Switch each "boat deck" in the rows below to "ship deck" and write the lines out again with nothing else changed. Leave the pictures out.

Provided records
== == ==

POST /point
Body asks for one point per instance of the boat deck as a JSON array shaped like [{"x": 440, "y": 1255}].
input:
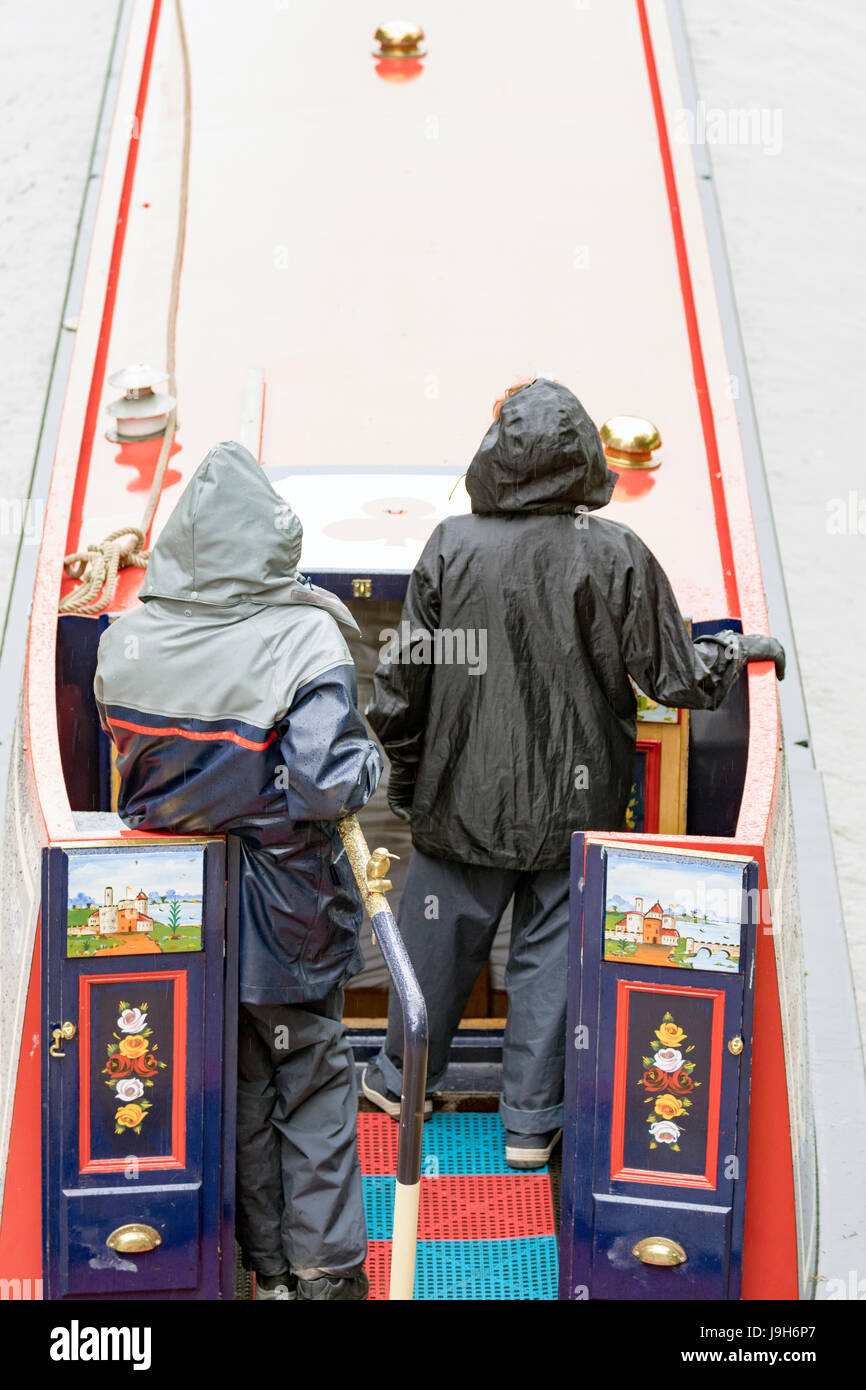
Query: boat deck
[{"x": 374, "y": 350}]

== == ==

Correct output
POST /point
Body asks for one point per instance of the ship deck as a JSON array shaped like [{"x": 440, "y": 1255}].
input:
Query: ship deck
[{"x": 374, "y": 350}]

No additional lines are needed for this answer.